### [CHECK YOUR UNDERSTANDING]
a: Answer each question from the rainy-morning journal entry, one answer per line, marked (i), (ii), (iii):
(i) Where did the writer buy the white cotton shawl?
(ii) Which plants did the writer draw on for the morning tea?
(iii) What card came up as the first draw of the year?
b: Can you sum up the rainy-morning journal entry in two sentences?
c: Rewrite the paragraph of the rainy-morning journal entry that begins "When the rain died down" as a short list, keeping its main facts.

### [PROVIDED PASSAGE]
*** Block opens ***

I woke up to the sound of rain, the soft soothing summer kind that I love so much and often write about. The grey gloomy sky seemed to wrap itself around my heart and the wind whispered little secrets of the good things set to come as this New Year slowly starts to unfold. I watched the rain through the window for a while, the soft white sheer curtains of my bedroom blowing gently to and fro. This dreamy scene is the first of my wild blessing that I‘ve recorded and placed into my wild blessing box.
I will never understand what it is about this wetness, this greyness and this dreaminess that moves me so. Perhaps it transports me to a space between the veils where magic is alive, Spirit dances and all things are possible. So what can I do other than rest in a place of quiet awe, grateful for the stillness and enchantment?
When the rain died down, I wrapped myself in a white cotton shawl that I bought in the Karoo on our recent trip there, and then went out into the garden to pick some herbs for my morning tea. There are few things more precious than the feel of wet grass under my feet. Or the feeling that comes with connecting the herbs, harvesting leaves and flowers of these plant allies that I’ve been tending to and taking little bits of their medicine into my body. Today, I felt called to draw in the healing energies of red clover flowers, stevia and yarrow.
I draw my first card for the year from my new Little Sage oracle deck. The card that came up was EMERGE. I think it’s a lovely message for today. It speaks of change, transformation and emergence.
“Just like the butterfly that starts its journey in a different form, you too are transitioning and emerging from one period to the next. Change is here and, through this growth, you blossom and grow,” it says.

*** Block closes ***

### [SUPPLIED ENTRIES]
*** Block opens ***

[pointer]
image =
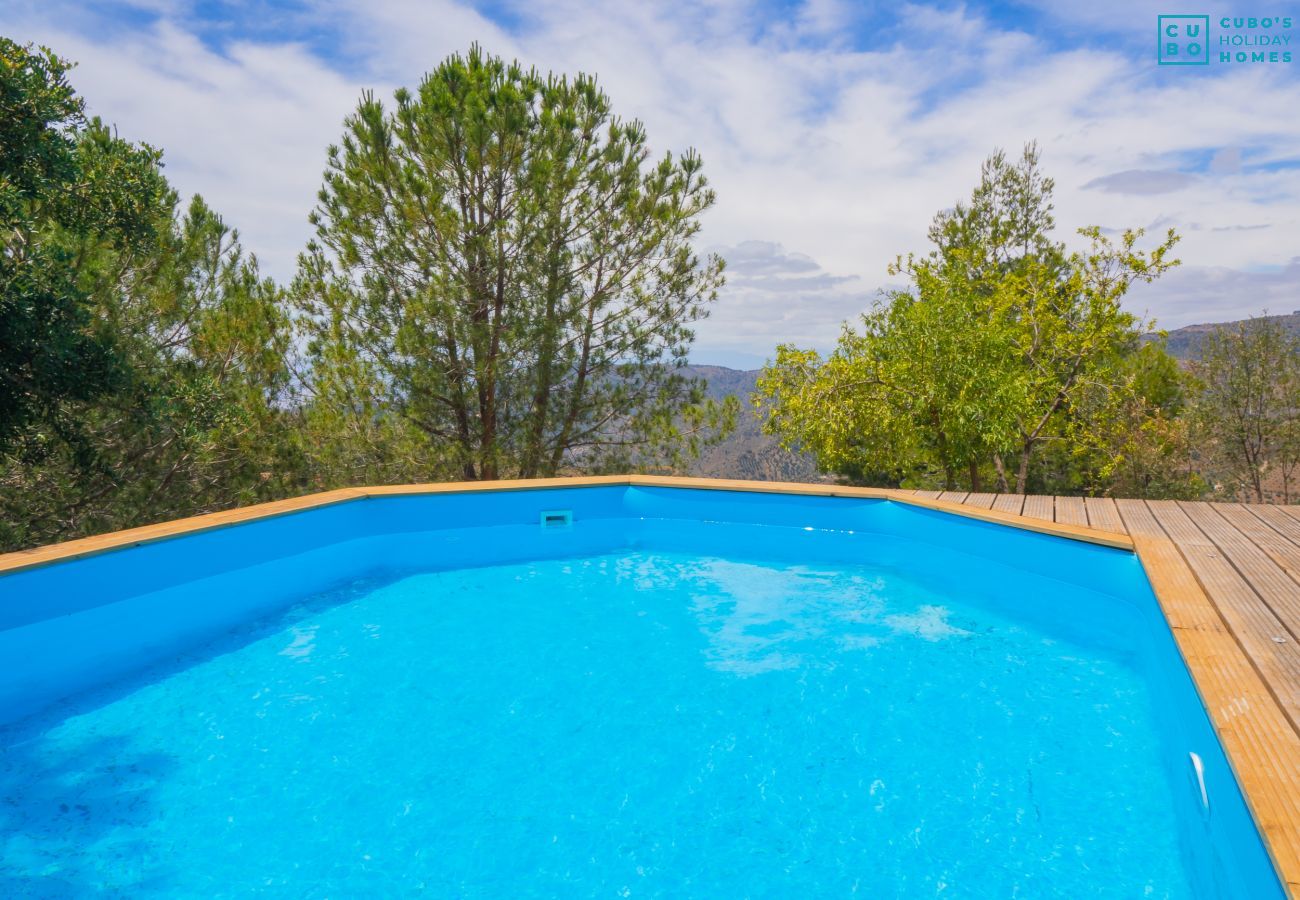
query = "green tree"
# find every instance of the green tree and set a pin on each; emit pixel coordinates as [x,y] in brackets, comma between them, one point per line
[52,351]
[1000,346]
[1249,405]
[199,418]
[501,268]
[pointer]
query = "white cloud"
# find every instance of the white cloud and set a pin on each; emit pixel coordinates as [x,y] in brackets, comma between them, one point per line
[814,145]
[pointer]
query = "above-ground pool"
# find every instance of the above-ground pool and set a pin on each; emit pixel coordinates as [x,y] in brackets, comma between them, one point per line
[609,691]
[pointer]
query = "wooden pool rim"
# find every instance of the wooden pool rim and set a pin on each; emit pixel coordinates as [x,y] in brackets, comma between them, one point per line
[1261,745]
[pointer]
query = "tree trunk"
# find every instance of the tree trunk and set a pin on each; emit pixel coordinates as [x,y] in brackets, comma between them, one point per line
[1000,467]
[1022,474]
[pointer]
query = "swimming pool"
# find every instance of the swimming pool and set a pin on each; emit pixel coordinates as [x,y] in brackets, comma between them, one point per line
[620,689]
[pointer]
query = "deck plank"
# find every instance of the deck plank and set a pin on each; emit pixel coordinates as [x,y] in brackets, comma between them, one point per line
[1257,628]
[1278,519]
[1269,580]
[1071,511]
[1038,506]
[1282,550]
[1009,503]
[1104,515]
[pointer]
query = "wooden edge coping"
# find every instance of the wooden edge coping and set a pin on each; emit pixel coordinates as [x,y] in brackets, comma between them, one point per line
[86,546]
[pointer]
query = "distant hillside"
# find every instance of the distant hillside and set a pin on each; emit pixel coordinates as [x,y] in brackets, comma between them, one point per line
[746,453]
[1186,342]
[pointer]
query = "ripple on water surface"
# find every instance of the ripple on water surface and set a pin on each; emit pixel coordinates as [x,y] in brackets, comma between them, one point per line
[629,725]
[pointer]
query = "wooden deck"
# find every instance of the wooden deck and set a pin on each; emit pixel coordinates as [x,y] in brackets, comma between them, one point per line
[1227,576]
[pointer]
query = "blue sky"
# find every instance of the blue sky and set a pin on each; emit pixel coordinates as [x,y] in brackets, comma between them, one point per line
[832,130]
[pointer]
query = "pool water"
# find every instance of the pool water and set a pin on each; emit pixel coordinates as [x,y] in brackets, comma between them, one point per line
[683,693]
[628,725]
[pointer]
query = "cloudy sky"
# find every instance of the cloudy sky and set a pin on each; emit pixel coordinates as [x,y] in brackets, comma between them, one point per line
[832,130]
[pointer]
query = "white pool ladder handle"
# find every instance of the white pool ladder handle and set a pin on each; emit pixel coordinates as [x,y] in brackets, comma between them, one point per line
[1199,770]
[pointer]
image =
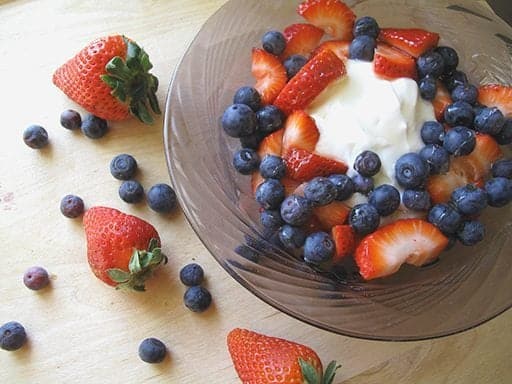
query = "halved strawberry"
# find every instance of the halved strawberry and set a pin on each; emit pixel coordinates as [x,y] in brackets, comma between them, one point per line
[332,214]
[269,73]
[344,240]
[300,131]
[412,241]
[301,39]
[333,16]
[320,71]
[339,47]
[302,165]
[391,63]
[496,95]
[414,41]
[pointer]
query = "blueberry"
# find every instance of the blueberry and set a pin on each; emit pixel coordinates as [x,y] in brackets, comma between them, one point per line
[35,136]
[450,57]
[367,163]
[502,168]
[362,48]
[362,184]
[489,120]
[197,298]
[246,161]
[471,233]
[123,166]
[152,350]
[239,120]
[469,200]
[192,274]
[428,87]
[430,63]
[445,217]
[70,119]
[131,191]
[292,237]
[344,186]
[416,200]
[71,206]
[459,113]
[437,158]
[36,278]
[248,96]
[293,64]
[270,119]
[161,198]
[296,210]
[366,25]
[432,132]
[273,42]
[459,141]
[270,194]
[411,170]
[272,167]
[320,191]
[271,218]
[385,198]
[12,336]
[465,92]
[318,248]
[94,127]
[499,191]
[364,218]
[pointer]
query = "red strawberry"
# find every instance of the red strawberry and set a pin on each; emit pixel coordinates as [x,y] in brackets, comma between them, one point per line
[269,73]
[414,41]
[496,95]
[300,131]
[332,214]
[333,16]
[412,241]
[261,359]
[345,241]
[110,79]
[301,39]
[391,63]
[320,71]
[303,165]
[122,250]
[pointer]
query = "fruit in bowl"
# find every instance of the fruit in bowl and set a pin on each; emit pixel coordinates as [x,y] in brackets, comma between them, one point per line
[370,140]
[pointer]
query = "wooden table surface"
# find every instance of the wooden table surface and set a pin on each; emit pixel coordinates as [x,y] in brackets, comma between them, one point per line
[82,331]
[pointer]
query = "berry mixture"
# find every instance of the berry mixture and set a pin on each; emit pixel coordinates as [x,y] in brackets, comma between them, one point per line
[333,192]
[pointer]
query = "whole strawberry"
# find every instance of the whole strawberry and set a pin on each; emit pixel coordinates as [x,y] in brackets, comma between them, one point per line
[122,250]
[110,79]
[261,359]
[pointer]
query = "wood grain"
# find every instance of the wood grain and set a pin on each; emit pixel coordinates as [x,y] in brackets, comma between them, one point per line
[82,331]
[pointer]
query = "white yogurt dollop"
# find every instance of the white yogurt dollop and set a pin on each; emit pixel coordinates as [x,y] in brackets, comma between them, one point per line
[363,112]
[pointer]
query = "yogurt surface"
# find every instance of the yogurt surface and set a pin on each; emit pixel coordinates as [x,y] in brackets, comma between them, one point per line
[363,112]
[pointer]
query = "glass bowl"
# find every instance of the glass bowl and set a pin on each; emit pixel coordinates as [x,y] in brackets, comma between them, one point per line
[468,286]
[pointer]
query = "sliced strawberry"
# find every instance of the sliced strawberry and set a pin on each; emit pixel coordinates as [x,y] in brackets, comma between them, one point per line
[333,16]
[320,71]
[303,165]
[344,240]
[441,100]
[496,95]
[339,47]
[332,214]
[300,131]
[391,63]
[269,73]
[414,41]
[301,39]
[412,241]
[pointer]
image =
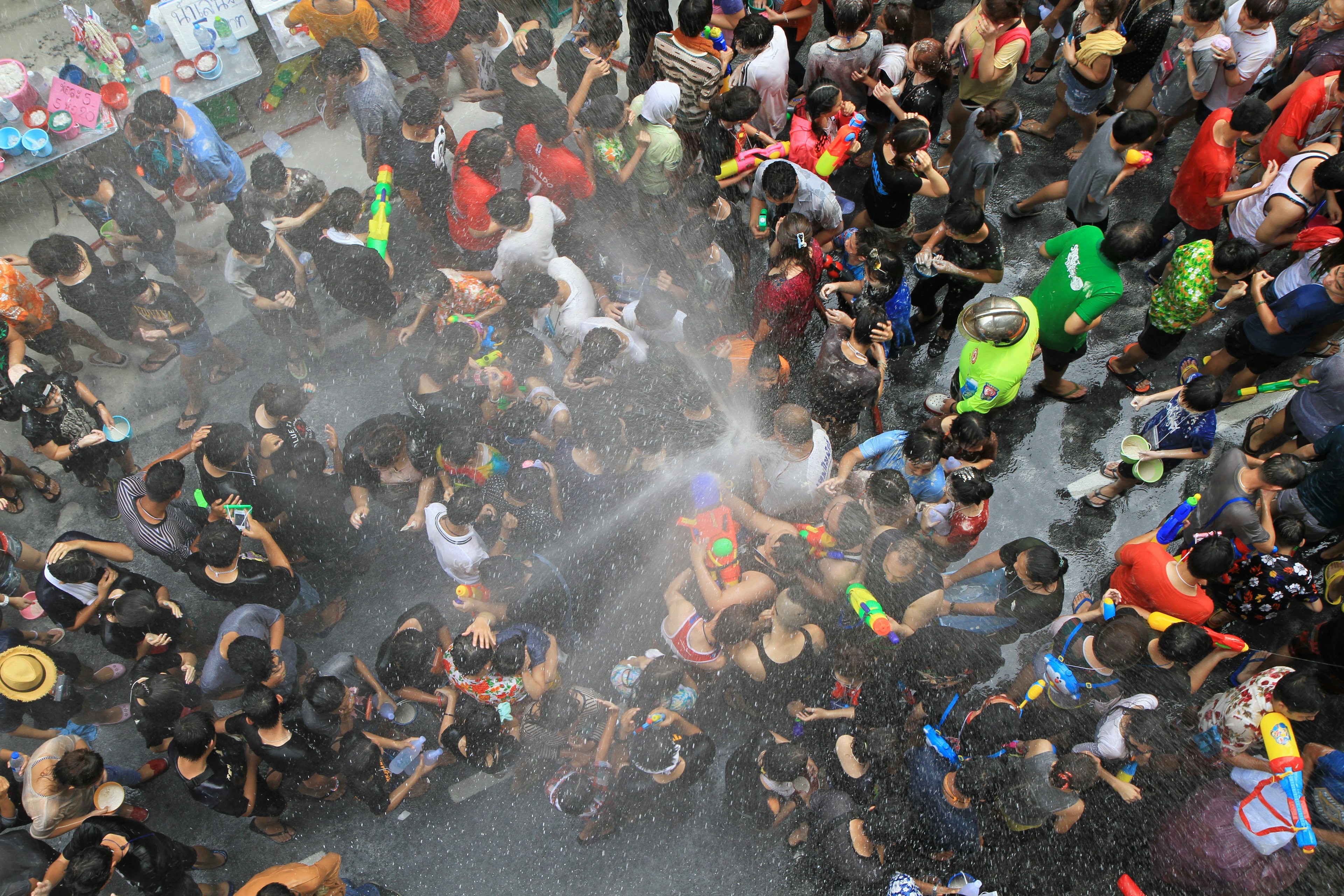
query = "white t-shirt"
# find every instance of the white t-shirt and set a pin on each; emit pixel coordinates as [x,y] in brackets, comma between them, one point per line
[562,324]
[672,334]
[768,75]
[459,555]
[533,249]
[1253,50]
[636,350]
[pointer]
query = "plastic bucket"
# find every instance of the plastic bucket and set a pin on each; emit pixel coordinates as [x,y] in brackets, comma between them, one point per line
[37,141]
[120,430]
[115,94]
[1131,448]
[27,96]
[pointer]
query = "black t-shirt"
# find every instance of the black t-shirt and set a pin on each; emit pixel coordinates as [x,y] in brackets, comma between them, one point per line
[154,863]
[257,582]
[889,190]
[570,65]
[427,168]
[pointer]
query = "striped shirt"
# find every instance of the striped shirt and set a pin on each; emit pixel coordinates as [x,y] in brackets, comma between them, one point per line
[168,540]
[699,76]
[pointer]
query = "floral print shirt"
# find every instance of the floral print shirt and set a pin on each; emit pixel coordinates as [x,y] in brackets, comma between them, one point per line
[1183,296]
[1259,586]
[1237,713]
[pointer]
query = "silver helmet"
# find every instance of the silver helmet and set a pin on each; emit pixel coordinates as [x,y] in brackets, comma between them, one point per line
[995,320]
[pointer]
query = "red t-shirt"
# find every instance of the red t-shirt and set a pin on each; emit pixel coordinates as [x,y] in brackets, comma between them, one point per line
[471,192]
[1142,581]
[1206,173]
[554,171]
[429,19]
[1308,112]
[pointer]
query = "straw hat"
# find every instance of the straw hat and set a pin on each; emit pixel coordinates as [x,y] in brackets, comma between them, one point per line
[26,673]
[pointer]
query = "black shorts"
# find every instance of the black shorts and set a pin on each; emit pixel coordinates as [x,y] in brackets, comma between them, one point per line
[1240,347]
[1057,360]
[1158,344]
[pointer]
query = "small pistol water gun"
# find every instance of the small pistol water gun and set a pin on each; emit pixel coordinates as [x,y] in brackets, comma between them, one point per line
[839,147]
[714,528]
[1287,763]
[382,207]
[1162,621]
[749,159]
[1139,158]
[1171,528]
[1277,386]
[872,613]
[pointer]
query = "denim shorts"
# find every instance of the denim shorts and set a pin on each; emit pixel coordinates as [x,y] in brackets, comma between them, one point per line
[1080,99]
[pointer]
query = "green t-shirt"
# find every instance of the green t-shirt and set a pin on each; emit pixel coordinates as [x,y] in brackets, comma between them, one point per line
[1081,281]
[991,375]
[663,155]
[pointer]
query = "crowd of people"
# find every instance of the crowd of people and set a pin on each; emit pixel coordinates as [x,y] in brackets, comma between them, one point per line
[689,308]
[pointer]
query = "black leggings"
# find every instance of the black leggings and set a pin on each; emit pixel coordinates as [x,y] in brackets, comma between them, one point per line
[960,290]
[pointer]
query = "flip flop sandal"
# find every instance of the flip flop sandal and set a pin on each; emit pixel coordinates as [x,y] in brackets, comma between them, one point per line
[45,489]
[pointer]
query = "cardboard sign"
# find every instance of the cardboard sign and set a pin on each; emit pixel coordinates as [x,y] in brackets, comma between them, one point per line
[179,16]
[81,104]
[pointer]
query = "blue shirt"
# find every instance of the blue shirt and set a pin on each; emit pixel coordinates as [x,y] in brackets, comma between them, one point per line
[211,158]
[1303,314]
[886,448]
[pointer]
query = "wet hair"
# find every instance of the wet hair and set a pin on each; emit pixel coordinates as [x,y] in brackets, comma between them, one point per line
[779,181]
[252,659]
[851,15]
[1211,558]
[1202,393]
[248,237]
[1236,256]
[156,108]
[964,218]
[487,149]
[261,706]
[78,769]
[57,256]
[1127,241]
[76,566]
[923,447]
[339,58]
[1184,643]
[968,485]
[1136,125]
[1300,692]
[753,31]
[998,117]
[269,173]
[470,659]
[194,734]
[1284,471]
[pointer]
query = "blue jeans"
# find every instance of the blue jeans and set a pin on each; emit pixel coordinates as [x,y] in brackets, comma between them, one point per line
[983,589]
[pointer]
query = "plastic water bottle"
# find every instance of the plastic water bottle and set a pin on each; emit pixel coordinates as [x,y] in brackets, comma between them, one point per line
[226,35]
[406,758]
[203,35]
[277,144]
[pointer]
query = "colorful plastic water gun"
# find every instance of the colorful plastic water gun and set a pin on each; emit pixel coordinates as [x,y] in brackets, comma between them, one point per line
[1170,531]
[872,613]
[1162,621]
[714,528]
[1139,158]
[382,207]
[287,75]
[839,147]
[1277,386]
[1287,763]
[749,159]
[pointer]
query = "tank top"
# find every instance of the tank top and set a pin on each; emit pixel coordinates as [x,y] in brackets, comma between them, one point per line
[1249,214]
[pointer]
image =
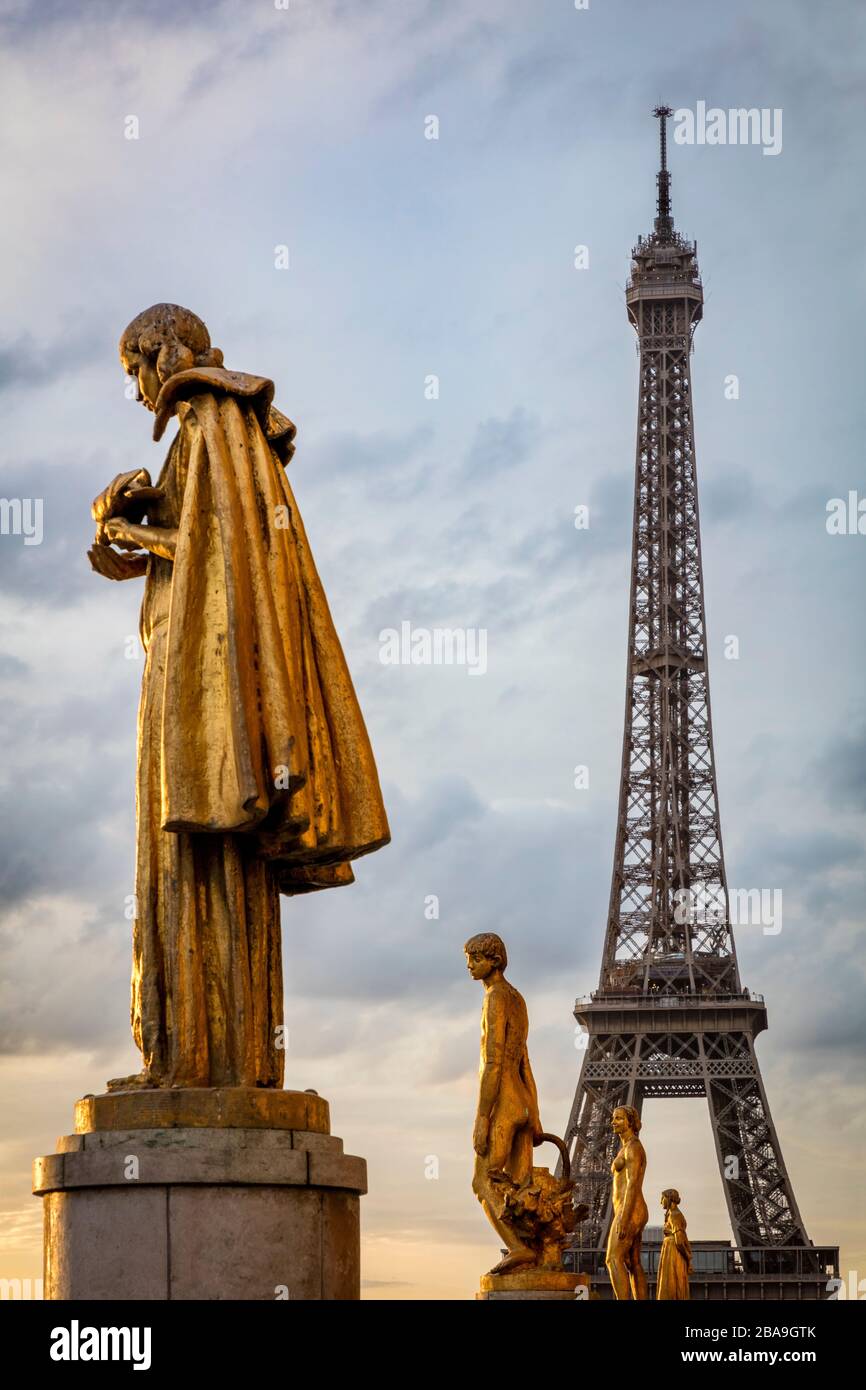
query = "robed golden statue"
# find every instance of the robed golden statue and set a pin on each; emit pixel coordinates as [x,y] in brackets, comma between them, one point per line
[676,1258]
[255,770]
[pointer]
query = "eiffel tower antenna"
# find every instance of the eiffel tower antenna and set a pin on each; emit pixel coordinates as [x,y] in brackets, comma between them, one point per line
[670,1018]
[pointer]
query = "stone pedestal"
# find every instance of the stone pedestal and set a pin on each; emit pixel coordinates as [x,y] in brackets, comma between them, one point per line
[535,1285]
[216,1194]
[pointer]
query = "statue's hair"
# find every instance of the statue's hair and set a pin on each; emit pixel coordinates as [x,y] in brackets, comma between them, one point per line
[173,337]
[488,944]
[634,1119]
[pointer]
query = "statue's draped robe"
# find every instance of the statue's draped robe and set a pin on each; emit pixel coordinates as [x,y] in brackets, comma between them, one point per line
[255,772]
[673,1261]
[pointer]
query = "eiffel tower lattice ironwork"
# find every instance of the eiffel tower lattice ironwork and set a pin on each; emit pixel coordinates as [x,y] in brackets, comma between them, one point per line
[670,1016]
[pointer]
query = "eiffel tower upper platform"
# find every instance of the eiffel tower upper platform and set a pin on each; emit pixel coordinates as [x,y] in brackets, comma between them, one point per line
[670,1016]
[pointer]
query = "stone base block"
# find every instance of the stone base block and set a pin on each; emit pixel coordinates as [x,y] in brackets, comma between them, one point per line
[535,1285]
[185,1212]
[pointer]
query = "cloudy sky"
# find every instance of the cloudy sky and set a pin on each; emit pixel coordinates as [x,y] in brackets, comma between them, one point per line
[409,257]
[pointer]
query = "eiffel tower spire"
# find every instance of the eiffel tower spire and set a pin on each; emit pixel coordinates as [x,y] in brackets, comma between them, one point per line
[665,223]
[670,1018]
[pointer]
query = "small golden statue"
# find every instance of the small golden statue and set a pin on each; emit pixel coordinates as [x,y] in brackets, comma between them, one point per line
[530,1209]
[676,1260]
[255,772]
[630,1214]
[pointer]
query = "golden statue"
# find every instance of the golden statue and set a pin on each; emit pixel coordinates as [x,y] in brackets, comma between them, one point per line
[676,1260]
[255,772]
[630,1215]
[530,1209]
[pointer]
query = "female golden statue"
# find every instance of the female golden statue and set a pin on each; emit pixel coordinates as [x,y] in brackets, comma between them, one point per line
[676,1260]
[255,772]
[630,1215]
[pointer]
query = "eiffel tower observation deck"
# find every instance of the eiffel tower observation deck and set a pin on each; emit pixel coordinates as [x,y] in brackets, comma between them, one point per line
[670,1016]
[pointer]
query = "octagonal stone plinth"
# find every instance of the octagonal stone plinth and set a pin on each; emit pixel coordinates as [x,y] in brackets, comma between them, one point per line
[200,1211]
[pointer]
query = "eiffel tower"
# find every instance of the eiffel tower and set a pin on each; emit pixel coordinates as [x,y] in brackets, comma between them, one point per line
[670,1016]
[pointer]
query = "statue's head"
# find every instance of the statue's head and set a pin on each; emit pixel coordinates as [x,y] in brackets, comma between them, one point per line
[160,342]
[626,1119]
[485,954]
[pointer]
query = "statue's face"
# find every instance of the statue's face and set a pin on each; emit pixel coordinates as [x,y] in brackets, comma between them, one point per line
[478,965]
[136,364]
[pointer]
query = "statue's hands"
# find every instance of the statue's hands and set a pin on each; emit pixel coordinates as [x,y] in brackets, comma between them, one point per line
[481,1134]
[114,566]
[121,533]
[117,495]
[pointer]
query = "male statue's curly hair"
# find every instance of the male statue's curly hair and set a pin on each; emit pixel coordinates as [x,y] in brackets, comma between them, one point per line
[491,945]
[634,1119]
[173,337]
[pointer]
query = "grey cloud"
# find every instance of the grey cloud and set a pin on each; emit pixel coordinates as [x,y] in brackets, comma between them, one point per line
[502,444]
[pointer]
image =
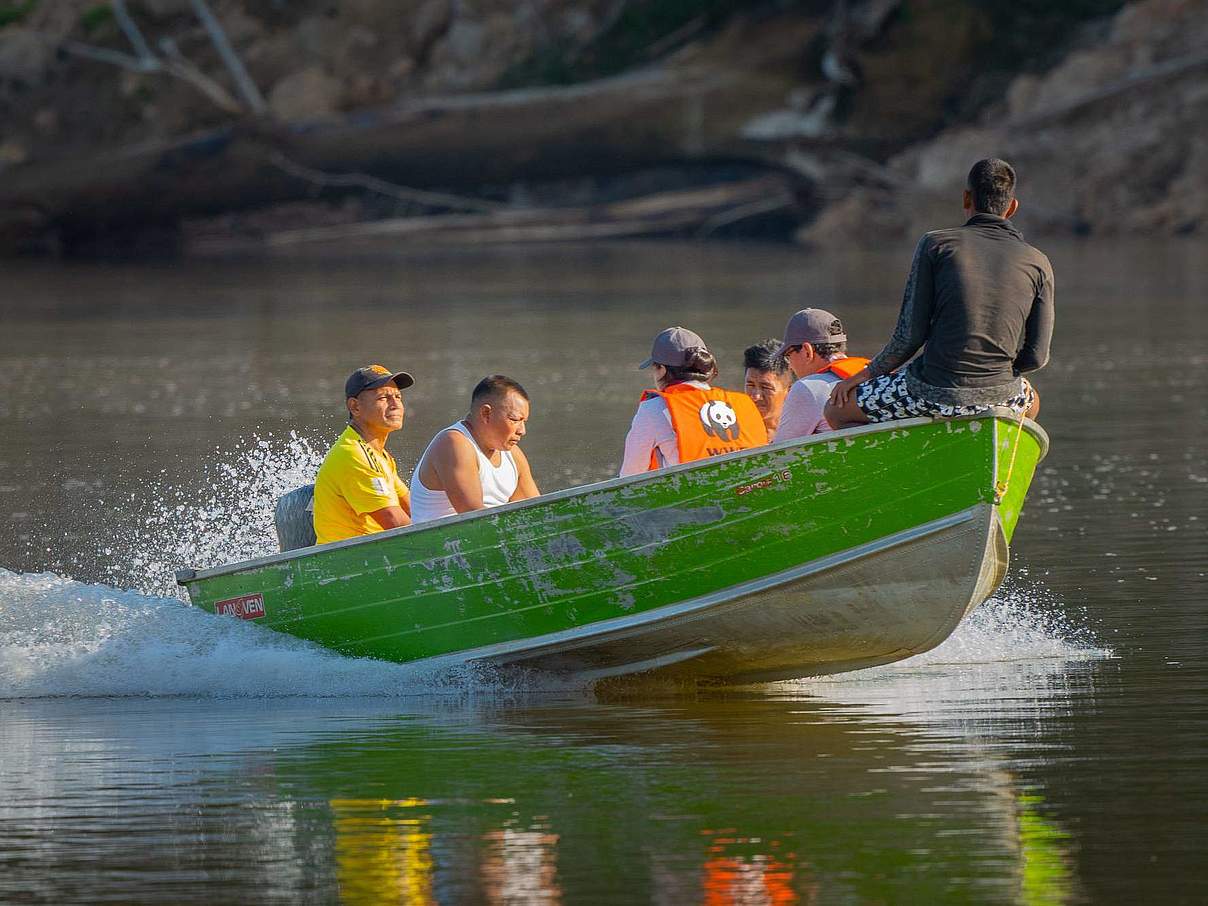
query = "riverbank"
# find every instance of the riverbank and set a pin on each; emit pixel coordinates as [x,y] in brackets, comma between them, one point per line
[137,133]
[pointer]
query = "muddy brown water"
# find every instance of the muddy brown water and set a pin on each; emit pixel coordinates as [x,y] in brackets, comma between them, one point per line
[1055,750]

*** Block closes ***

### [RESPONSES PER TASK]
a:
(i) In the Karoo, on a recent trip there.
(ii) Red clover flowers, stevia and yarrow.
(iii) EMERGE.

b: The writer wakes to soft summer rain, watches it through the bedroom window, and records the scene as the first wild blessing in a wild blessing box as the New Year begins. After the rain dies down, the writer picks red clover flowers, stevia and yarrow from the garden for morning tea, then draws the card EMERGE from a new Little Sage oracle deck, a message of change, transformation and emergence.

c:
- After the rain stopped, the writer put on a white cotton shawl bought in the Karoo on a recent trip.
- The writer went into the garden to pick herbs for morning tea.
- Few things are more precious to the writer than the feel of wet grass underfoot and the feeling of connecting with and harvesting the tended plant allies.
- That day the writer felt called to draw in the healing energies of red clover flowers, stevia and yarrow.